(Problems to solve)
1. Using the text on Khalid Javaid Ghurki, answer:
(a) Which constituency did he represent in the National Assembly of Pakistan?
(b) Who is listed as his spouse?
(c) Through which hospital was he involved in philanthropic work?
2. Please reproduce the portion of the text on Khalid Javaid Ghurki between "Personal details" and "the age of 60.", inclusive.

---------- Text under study

Member of the National Assembly of Pakistan
- In office 15 October 1993 – 5 November 1996
- Constituency: NA-100 (Lahore-IX)

Nazim of Wagah Town, Lahore
- In office October 2005 – 2009
- Preceded by: (position established)
- Succeeded by: (position abolished)

Personal details
- Born: c. 1955 Ghurki, Manhala, Lahore, Pakistan
- Died: 8 March 2011 (aged 60–61) Lahore, Punjab, Pakistan
- Resting place: Ghurki, Pakistan
- Party: Pakistan Peoples Party
- Spouse: Samina Khalid Ghurki
- Children: 4
- Parent: Haji Asghar Ghurki

= Khalid Javaid Ghurki =

Pakistani politician

Khalid Javaid Ghurki (c. 1955 – 8 March 2011) was a Pakistani politician affiliated with the Pakistan Peoples Party (PPP). He served as a Member of the National Assembly of Pakistan from 1993 to 1996 and as Nazim (mayor) of Wagah Town, Lahore from 2005 to 2009. Known for his role in Lahore's local politics and his association with PPP leaders Benazir Bhutto and Asif Ali Zardari, he was also involved in philanthropic work through the Ghurki Trust Teaching Hospital. Ghurki died in 2011 at the age of 60.

--------------------
---------- Recorded information

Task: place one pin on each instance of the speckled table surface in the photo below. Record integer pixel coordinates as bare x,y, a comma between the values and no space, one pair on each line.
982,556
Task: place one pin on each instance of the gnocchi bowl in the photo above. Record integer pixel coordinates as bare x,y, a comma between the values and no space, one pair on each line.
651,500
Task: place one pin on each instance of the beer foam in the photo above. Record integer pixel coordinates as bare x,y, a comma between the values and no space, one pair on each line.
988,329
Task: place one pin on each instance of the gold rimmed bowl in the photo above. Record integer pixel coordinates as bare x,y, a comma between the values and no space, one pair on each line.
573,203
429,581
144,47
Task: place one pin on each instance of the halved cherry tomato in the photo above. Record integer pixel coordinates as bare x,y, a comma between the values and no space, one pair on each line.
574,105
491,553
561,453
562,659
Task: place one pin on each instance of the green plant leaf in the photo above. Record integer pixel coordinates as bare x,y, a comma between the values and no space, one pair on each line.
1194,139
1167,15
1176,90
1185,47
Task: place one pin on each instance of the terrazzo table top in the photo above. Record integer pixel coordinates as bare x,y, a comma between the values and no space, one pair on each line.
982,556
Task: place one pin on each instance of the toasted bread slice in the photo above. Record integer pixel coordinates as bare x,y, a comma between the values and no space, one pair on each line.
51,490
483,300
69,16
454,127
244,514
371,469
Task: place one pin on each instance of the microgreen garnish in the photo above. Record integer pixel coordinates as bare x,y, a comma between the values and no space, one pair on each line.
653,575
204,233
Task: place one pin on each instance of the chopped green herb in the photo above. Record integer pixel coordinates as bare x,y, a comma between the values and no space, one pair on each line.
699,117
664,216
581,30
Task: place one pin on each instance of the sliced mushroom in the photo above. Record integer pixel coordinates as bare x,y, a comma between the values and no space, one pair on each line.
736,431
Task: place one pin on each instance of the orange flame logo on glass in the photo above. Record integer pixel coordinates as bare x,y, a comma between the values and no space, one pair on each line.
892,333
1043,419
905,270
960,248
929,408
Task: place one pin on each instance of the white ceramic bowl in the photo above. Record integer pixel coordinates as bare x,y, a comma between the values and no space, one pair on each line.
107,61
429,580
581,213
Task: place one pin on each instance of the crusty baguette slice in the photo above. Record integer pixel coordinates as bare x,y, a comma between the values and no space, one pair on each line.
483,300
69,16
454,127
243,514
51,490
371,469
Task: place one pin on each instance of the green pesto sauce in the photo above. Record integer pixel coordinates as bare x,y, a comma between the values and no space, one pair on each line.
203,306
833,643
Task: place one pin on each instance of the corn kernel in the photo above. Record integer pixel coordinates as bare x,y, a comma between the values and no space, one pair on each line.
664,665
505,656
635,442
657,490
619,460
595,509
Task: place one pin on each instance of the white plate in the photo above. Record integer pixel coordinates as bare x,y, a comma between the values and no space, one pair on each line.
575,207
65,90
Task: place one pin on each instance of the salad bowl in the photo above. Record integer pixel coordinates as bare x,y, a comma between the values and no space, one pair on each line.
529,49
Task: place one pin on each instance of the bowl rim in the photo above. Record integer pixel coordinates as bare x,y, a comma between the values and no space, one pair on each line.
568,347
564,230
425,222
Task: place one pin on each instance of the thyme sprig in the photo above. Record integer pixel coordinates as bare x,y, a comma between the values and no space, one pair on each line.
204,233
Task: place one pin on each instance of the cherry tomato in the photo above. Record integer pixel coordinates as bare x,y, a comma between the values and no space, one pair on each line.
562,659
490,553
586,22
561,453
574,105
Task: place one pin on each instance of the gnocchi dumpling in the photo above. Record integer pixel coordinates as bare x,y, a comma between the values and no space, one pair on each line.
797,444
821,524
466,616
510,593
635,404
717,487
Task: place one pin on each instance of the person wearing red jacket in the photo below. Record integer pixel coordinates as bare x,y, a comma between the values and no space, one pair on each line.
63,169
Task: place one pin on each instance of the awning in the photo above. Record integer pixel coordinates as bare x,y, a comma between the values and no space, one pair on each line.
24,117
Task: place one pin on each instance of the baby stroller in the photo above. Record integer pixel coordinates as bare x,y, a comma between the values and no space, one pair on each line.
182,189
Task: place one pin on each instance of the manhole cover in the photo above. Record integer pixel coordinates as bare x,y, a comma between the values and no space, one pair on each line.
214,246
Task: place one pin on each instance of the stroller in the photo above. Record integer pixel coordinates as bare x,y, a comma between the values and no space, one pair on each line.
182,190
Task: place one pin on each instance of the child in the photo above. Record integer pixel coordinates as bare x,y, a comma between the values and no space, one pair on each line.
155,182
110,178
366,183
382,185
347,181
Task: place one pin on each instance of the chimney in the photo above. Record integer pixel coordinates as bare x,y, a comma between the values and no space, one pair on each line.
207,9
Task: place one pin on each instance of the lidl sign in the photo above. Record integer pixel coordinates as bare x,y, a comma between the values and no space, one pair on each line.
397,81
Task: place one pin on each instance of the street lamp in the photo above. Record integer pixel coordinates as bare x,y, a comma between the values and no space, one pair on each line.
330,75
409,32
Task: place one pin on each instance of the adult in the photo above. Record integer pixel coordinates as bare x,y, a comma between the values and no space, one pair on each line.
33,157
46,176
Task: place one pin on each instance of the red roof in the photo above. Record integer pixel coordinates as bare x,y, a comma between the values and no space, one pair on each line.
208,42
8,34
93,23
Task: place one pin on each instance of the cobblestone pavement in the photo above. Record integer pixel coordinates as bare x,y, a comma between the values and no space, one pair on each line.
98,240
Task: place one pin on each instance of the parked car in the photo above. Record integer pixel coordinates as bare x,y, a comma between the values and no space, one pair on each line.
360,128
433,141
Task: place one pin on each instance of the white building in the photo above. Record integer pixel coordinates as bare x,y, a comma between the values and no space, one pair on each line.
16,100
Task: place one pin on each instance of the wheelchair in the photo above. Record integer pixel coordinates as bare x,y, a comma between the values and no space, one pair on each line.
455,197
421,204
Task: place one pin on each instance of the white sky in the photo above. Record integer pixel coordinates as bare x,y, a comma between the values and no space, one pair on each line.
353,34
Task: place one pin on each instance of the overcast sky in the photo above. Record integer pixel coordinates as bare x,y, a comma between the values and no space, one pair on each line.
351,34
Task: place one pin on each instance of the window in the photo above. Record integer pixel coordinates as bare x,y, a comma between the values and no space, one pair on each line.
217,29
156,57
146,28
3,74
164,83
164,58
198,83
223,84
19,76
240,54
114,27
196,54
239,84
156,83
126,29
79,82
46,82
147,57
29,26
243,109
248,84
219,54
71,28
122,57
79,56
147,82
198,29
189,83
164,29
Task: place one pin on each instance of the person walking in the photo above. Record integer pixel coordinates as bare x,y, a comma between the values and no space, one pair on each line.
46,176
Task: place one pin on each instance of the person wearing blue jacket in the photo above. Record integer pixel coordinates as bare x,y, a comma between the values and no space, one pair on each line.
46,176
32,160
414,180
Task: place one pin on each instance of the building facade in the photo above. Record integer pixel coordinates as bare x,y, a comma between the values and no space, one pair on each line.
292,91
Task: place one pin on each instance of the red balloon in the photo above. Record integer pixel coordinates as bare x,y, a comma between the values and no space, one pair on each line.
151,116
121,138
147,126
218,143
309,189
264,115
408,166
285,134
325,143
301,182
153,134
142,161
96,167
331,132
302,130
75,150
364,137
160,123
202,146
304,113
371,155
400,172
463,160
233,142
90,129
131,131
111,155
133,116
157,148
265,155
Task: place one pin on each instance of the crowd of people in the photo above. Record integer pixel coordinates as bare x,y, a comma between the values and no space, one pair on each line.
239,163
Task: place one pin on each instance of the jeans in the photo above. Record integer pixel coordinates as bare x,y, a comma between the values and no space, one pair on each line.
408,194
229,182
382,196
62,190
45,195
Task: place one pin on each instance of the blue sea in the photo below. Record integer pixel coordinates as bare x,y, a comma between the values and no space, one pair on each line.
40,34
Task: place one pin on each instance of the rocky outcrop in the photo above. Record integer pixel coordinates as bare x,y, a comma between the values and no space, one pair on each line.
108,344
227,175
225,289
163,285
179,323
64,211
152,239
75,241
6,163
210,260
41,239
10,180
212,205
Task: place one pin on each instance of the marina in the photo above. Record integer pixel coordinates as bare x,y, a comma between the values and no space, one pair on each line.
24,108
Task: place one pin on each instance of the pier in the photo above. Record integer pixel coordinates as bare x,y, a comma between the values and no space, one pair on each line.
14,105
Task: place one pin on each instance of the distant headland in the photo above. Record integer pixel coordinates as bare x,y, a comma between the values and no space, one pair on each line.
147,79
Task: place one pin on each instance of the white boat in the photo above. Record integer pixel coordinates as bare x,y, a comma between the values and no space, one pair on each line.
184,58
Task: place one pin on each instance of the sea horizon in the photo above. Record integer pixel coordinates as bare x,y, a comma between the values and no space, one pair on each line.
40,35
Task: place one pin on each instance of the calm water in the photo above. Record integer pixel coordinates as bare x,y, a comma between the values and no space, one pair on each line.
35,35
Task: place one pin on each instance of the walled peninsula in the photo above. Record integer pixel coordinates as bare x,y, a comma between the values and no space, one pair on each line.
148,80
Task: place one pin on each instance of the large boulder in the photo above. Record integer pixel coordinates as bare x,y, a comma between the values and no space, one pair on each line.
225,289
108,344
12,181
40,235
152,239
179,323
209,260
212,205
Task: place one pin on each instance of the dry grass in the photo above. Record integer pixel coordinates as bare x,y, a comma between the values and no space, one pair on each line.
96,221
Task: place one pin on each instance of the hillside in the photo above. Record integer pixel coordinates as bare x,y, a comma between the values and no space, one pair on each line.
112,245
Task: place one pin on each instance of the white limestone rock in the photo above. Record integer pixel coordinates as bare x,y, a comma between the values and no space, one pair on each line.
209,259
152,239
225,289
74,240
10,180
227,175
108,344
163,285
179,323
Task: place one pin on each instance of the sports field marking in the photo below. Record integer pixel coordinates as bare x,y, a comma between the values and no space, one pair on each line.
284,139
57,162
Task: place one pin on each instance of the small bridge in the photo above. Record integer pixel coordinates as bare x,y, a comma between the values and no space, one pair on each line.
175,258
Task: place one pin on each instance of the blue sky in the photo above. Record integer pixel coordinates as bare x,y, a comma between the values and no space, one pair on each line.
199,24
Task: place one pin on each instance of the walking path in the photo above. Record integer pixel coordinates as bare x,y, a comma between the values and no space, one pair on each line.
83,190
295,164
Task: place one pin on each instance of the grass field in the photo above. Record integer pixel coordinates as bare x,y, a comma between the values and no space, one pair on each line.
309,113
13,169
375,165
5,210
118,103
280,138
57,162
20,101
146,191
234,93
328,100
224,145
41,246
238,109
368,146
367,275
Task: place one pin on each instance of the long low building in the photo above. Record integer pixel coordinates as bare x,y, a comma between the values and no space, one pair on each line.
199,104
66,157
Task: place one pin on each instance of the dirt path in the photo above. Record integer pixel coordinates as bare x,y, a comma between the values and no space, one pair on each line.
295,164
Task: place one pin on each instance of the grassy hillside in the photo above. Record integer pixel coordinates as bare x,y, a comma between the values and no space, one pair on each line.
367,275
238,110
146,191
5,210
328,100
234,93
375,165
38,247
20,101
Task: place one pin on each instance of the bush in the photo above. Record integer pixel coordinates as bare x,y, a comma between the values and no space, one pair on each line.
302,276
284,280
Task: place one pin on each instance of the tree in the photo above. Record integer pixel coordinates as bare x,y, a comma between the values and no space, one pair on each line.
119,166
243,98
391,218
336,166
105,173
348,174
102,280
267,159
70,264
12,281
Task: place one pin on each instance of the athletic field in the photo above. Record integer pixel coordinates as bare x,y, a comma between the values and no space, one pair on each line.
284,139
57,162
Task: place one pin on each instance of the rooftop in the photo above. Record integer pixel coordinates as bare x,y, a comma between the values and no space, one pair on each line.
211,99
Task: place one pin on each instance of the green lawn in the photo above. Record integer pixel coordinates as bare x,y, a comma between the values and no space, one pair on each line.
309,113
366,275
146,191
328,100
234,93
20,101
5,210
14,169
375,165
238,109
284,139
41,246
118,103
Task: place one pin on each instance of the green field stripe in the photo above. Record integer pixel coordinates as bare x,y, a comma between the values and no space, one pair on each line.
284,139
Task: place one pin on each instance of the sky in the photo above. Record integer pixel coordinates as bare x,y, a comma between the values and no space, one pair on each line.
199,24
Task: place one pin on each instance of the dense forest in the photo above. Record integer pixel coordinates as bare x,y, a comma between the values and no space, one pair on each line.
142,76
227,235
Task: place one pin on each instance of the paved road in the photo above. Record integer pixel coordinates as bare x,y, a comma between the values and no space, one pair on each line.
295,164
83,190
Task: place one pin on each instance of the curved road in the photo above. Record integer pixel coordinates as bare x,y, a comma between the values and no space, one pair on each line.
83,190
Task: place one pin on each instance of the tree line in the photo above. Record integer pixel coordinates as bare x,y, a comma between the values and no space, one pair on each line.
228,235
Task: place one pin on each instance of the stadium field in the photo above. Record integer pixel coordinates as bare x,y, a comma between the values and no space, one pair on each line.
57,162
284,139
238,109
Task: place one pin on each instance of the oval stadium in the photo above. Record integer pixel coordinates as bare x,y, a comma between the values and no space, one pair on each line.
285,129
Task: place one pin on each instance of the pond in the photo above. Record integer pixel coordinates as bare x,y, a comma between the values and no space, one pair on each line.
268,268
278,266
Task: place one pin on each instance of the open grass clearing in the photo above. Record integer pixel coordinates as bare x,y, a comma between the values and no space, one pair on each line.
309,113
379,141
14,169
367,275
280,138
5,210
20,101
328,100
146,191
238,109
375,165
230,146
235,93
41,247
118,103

--------------------

(Outputs for the tasks)
1.
(a) NA-100 (Lahore-IX)
(b) Samina Khalid Ghurki
(c) The Ghurki Trust Teaching Hospital

2.
Personal details
- Born: c. 1955 Ghurki, Manhala, Lahore, Pakistan
- Died: 8 March 2011 (aged 60–61) Lahore, Punjab, Pakistan
- Resting place: Ghurki, Pakistan
- Party: Pakistan Peoples Party
- Spouse: Samina Khalid Ghurki
- Children: 4
- Parent: Haji Asghar Ghurki

= Khalid Javaid Ghurki =

Pakistani politician

Khalid Javaid Ghurki (c. 1955 – 8 March 2011) was a Pakistani politician affiliated with the Pakistan Peoples Party (PPP). He served as a Member of the National Assembly of Pakistan from 1993 to 1996 and as Nazim (mayor) of Wagah Town, Lahore from 2005 to 2009. Known for his role in Lahore's local politics and his association with PPP leaders Benazir Bhutto and Asif Ali Zardari, he was also involved in philanthropic work through the Ghurki Trust Teaching Hospital. Ghurki died in 2011 at the age of 60.